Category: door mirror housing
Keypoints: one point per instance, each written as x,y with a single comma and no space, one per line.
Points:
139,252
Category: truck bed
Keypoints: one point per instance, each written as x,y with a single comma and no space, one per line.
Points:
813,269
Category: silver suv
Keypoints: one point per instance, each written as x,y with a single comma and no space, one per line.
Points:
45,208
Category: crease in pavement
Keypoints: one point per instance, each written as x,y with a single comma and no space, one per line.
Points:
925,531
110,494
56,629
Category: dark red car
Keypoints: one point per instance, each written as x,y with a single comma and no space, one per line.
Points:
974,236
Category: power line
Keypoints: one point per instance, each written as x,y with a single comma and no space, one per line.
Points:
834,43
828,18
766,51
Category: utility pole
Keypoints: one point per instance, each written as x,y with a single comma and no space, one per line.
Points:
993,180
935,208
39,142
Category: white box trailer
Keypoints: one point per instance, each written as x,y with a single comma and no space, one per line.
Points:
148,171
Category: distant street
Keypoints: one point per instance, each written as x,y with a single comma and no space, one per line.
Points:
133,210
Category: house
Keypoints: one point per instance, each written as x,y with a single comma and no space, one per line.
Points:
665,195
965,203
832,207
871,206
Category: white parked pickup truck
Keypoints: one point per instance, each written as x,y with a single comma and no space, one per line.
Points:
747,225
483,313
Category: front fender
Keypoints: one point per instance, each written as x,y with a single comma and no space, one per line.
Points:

####

■ Written instruction
Reproduce nothing but the lines from the line containing "Category: truck bed" to the last line of the data, each exactly as written.

■ Expected answer
Category: truck bed
Keypoints: one point per instance, each written as x,y with a single comma and no space, one per line.
Points:
813,269
Category: silver suv
Keypoints: one point per instance, each written as x,y with a single comma and no space, one per line.
Points:
45,208
Category: crease in pavement
Keypoints: one point per instance, each written as x,y with a single comma and no space, one per line.
Points:
925,531
110,494
56,629
Category: dark red car
Keypoints: one point per instance, each written as x,y with a single comma and no space, one per line.
Points:
974,236
Category: power line
Keypoints: one point per instance, each written as x,y with a single comma and no space, one per line.
Points:
834,43
828,18
766,51
Category: utility pole
Keypoints: one point per instance, each written as x,y with a single comma and no space, one per line.
Points:
993,180
935,208
39,142
Category: white box trailer
Keypoints: one point per instance, each written as x,y with a single comma and no space, one per line.
Points:
148,171
Category: distant street
Keypoints: one point per instance, each written as x,y with a single comma and no space, one per line.
Points:
133,210
Category: house
Keypoints: one point per instance, each written as x,y with a single comma and no space, one per line.
Points:
665,195
965,203
832,207
871,206
Category: white parked pickup truck
Keypoints: one point per instance, each written as x,y with a single comma and no space, one per line.
Points:
747,225
483,313
Category: front fender
Keypoints: one point per instance, each written as x,y with a single comma and no space, one per line.
Points:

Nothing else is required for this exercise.